Assigned task:
Beginning with the line that contains "Target: referee's whistle lanyard" in the material below, print each line exactly until the line that contains "point(1159, 203)" has been printed, then stop.

◆ ◆ ◆ ◆ ◆

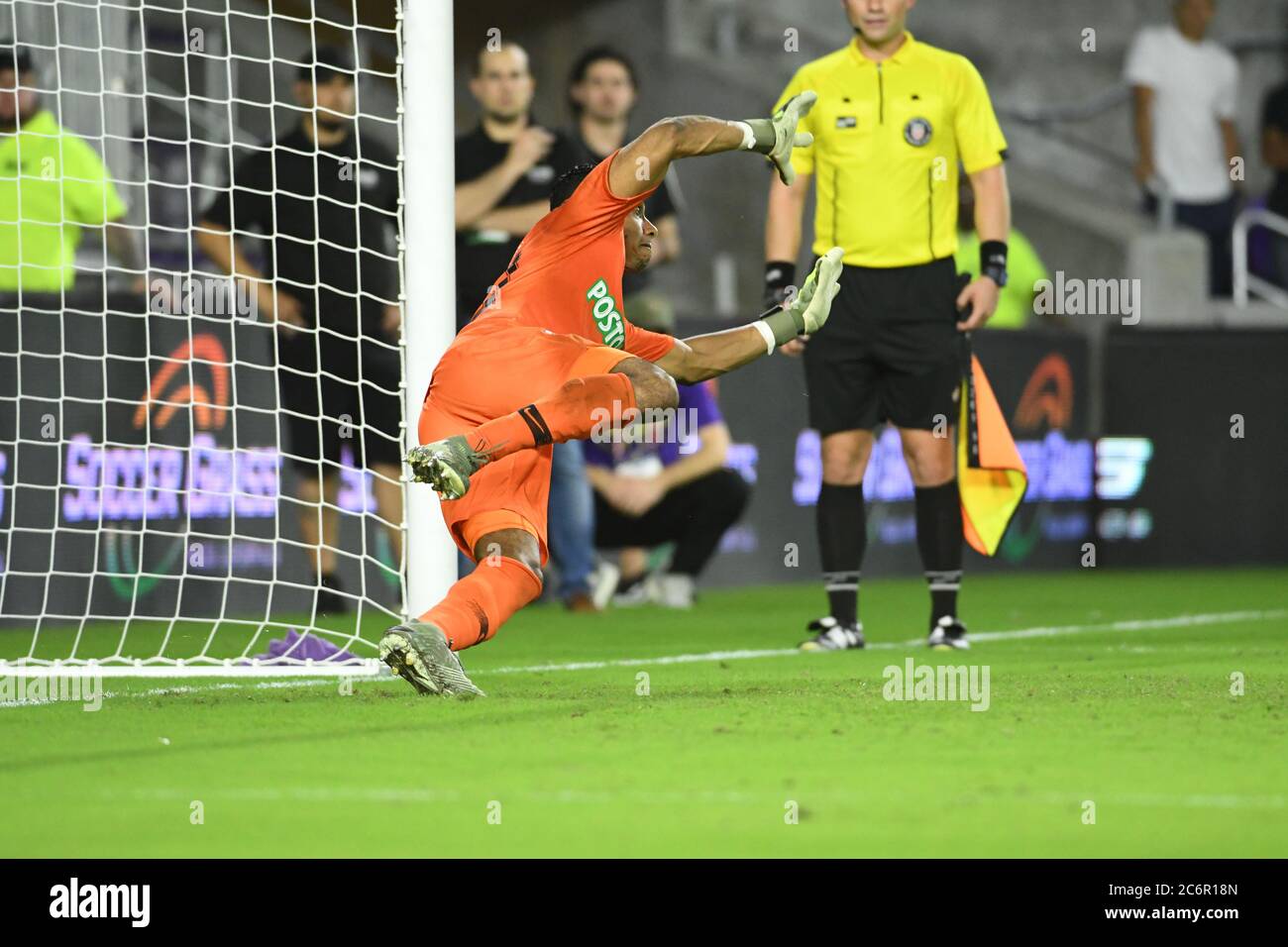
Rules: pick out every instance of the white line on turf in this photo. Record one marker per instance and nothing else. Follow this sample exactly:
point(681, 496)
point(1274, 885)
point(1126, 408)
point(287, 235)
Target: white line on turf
point(1014, 634)
point(395, 793)
point(1134, 625)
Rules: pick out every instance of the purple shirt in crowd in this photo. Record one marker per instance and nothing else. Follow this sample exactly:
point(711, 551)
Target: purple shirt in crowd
point(697, 410)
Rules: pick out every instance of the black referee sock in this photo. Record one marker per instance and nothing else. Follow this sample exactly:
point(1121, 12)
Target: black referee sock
point(841, 538)
point(939, 538)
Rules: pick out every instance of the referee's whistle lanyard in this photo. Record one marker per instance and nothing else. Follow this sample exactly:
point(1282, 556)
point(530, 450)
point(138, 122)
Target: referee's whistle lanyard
point(962, 282)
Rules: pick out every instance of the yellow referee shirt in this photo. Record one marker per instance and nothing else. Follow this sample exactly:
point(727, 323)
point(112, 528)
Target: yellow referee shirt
point(888, 138)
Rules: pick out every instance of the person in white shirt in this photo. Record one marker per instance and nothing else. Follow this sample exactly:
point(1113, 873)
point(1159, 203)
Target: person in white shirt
point(1185, 90)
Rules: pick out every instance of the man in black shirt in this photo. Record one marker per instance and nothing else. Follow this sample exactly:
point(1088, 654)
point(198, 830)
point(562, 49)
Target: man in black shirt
point(505, 169)
point(601, 93)
point(323, 200)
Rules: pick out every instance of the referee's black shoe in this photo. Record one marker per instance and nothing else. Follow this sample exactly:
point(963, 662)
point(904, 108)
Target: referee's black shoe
point(330, 595)
point(832, 635)
point(948, 634)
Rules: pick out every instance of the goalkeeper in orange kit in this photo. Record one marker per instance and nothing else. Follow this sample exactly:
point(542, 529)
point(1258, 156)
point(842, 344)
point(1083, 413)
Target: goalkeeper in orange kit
point(550, 354)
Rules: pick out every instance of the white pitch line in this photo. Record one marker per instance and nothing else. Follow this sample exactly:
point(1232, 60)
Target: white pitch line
point(1050, 631)
point(581, 796)
point(1016, 634)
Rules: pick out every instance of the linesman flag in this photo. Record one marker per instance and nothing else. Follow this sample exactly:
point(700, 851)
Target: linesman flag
point(991, 475)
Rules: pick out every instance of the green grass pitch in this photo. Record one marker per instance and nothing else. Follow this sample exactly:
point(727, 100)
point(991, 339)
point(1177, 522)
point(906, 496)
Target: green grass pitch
point(1126, 706)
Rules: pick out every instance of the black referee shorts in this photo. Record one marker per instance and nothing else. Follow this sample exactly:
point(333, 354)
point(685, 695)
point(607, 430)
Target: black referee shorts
point(890, 351)
point(323, 414)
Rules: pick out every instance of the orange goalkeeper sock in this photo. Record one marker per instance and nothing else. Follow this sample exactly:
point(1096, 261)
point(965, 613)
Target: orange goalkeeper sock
point(570, 414)
point(478, 604)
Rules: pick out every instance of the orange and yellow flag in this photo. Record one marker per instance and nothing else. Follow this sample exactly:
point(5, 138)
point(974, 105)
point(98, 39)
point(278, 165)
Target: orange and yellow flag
point(991, 475)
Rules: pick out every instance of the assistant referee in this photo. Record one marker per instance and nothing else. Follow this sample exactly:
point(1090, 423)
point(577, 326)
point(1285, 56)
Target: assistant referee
point(893, 120)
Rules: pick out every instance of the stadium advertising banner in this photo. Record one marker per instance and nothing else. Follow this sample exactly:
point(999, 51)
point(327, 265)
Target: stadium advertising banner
point(141, 470)
point(1041, 384)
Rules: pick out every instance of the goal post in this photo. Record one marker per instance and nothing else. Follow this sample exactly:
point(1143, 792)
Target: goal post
point(156, 501)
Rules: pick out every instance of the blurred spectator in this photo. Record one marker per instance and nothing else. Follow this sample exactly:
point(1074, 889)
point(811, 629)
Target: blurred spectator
point(503, 171)
point(52, 187)
point(330, 299)
point(651, 493)
point(1024, 265)
point(1274, 151)
point(1185, 90)
point(601, 93)
point(673, 488)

◆ ◆ ◆ ◆ ◆

Task solution:
Target: referee's whistle lanyard
point(962, 282)
Rules: pick out every instance of the yellow referee shirt in this photo. Record one marker per instance and nothing else. Follow this sample exactly:
point(727, 323)
point(112, 528)
Target: yellow referee shirt
point(888, 138)
Rules: pick out every instance of the person in white shirt in this photo. Record one marker per instance and nothing else. Follow this sample exactly:
point(1113, 873)
point(1159, 203)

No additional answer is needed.